Excerpts from point annotation data
......
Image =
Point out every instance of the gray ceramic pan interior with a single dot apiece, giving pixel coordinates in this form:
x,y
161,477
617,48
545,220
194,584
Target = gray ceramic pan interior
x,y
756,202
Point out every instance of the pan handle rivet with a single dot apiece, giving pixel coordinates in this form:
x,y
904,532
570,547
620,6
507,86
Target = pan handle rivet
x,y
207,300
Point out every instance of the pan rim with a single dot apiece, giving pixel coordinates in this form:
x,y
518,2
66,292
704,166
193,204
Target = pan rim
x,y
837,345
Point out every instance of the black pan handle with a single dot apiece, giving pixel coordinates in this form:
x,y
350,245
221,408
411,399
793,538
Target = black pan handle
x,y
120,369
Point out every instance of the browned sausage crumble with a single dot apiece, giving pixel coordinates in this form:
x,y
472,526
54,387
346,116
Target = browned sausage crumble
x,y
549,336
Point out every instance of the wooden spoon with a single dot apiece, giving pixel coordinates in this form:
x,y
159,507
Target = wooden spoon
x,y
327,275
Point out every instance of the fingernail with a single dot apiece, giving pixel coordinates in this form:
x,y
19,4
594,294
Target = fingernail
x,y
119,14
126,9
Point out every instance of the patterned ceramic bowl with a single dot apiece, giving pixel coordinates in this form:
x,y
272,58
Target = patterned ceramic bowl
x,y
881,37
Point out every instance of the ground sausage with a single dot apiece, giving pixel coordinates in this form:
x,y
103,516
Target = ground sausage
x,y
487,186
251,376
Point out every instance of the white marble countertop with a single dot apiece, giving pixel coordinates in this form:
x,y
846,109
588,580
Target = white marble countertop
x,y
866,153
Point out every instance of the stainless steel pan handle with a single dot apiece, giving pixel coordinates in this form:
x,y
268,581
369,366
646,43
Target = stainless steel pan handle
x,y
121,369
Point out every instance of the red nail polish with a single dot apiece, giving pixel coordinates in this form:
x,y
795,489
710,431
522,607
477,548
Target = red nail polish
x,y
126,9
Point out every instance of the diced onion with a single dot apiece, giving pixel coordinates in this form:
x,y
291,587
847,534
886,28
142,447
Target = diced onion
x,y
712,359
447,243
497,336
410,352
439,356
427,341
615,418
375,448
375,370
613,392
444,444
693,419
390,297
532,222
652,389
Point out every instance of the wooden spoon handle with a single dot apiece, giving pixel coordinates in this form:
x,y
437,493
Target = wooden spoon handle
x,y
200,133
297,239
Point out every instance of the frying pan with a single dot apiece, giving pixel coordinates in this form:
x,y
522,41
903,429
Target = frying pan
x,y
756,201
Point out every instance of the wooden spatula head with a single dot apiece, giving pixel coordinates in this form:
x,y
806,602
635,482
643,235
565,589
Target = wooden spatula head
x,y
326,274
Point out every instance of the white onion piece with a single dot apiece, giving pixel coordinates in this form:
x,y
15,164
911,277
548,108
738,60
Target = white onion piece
......
◆ EXERCISE: Copy out the records from the line containing "Point out every instance of the red" through the end of the records, both ends included, with the requests unchanged. Scale every coordinate in the answers by multiplying it by 0.45 and rounding to a whole number (halves round up), leaving the numbers inside the requests and their format samples as they are.

◆ REPLY:
Point out every instance of the red nail polish with a single dot apiece, giving pixel coordinates in this form:
x,y
795,489
710,431
522,607
477,548
Target = red nail polish
x,y
57,4
Point out every instance of the diced onion with a single dot apiece, giving pixel coordinates in this form:
x,y
291,587
847,534
886,28
142,447
Target = diced onion
x,y
320,162
201,109
224,151
185,158
198,160
192,153
277,188
169,202
169,167
276,176
200,200
312,189
176,134
239,100
293,175
Point out every instance of the wooden spoon handle with a single dot apiece, giving pixel coordinates in this form:
x,y
437,493
Target = wooden spoon handle
x,y
90,60
134,108
Point out every instance of the frying pan with a single dot apiece, giving pixel coordinates in this form:
x,y
522,41
903,429
Target = frying pan
x,y
340,90
Point out every instance of the wooden spatula head with a single dot apiece, giving pixel coordinates in this form:
x,y
806,602
635,482
643,235
565,589
Target = wooden spatula head
x,y
147,123
Point out every instance of the white onion piece with a single dot apiece, giving pixel coordinates in this form:
x,y
15,164
911,277
548,108
738,60
Target = white onion piece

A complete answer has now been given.